▶ _EXCERPT PROVIDED_
━━━━
General characteristics
- Class & type: Bogue-class escort carrier (US); Ruler-class escort carrier (UK);
- Displacement: 7,800 tons
- Length: 495 ft 8 in (151.08 m)
- Beam: 69 ft 6 in (21.18 m)
- Draught: 26 ft (7.9 m)
- Propulsion: Steam turbines, 1 shaft, 8,500 shp (6.3 MW)
- Speed: 17.5 knots (32.4 km/h)
- Complement: 890 officers and men
- Armament: 2 × 4"/50, 5"/38 or 5"/51 guns; 4 × twin 40 mm Bofors; 10 × single 20 mm Oerlikon;
- Aircraft carried: 28

= HMS Smiter (D55) =

1943 Bogue-class auxiliary aircraft carrier

USS Vermillion (CVE-52) (previously AVG-52 then later ACV-52) was laid down on 10 May 1943 by the Seattle-Tacoma Shipbuilding Corporation as a auxiliary aircraft carrier; redesignated an escort aircraft carrier, on 10 June 1943; assigned to the United Kingdom under Lend-Lease on 23 June 1943; launched on 27 September 1943; and accepted by Britain on 20 January 1944.

==Service history==
Commissioned in the Royal Navy as HMS Smiter (D55) (pronounced "smite·er"), designated a , she served the British throughout the remainder of World War II. She returned to the United States at Norfolk Naval Base, Virginia on 20 March 1946 and was officially transferred back to the United States Navy on 6 April 1946. She was immediately determined to be surplus to the needs of the Navy and was designated for sale. Her name was struck from the Navy Registry on 6 May 1946.
━━━━
(Saved dataset items)

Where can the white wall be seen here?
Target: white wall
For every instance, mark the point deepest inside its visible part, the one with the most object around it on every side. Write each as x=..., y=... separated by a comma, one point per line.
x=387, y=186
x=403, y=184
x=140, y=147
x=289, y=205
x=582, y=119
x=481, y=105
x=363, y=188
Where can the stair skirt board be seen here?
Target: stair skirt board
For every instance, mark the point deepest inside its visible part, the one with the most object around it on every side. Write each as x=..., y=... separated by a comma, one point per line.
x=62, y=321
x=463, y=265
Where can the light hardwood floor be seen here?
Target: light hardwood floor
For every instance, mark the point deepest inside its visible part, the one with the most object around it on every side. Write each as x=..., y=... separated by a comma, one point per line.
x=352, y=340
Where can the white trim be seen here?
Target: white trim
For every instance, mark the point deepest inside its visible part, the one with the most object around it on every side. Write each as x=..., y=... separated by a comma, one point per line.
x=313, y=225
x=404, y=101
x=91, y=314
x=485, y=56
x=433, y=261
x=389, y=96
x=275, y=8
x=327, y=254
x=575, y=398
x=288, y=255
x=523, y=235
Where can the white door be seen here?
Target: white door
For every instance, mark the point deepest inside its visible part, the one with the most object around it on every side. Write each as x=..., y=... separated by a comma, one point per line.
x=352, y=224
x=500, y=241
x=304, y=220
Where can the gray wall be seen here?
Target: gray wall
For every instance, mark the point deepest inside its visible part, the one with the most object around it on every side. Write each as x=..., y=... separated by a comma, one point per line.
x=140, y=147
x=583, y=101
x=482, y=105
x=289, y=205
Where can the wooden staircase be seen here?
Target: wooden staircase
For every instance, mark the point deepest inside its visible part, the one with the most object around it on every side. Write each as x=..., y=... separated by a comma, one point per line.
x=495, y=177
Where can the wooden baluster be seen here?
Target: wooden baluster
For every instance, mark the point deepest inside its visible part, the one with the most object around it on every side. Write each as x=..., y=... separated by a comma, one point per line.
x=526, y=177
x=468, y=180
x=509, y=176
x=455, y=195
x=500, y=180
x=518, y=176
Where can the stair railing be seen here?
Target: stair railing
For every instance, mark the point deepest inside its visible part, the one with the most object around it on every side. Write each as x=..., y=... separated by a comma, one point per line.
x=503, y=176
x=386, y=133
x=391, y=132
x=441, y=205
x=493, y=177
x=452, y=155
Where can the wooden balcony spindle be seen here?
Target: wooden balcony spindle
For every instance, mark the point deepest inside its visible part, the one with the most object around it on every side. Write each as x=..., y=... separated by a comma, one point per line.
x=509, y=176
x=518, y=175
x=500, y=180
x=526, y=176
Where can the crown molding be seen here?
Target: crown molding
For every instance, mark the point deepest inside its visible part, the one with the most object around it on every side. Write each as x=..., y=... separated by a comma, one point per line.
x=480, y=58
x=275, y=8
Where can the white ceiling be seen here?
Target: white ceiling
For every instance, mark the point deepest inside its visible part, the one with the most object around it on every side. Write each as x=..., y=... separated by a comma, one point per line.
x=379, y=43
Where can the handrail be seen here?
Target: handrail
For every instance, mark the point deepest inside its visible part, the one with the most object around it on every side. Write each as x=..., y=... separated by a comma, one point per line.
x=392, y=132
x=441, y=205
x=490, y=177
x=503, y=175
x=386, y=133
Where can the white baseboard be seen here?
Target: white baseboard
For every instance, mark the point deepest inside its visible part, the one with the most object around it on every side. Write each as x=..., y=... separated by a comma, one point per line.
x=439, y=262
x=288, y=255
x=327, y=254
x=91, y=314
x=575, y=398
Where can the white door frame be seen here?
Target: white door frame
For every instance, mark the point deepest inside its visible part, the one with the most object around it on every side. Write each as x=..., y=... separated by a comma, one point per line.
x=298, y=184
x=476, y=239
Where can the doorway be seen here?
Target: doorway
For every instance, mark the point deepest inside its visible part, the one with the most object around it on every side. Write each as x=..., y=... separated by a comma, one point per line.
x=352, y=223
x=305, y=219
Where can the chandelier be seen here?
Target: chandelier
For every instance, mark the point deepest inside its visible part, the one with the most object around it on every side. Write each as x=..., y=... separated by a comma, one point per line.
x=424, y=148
━━━━
▶ _BRIEF_
Reproduce the part of the HMS Smiter excerpt that opens with the words containing "- Beam: 69 ft" and closes with "20 January 1944.". These records were taken from a separate source.

▶ _RESPONSE BOX_
- Beam: 69 ft 6 in (21.18 m)
- Draught: 26 ft (7.9 m)
- Propulsion: Steam turbines, 1 shaft, 8,500 shp (6.3 MW)
- Speed: 17.5 knots (32.4 km/h)
- Complement: 890 officers and men
- Armament: 2 × 4"/50, 5"/38 or 5"/51 guns; 4 × twin 40 mm Bofors; 10 × single 20 mm Oerlikon;
- Aircraft carried: 28

= HMS Smiter (D55) =

1943 Bogue-class auxiliary aircraft carrier

USS Vermillion (CVE-52) (previously AVG-52 then later ACV-52) was laid down on 10 May 1943 by the Seattle-Tacoma Shipbuilding Corporation as a auxiliary aircraft carrier; redesignated an escort aircraft carrier, on 10 June 1943; assigned to the United Kingdom under Lend-Lease on 23 June 1943; launched on 27 September 1943; and accepted by Britain on 20 January 1944.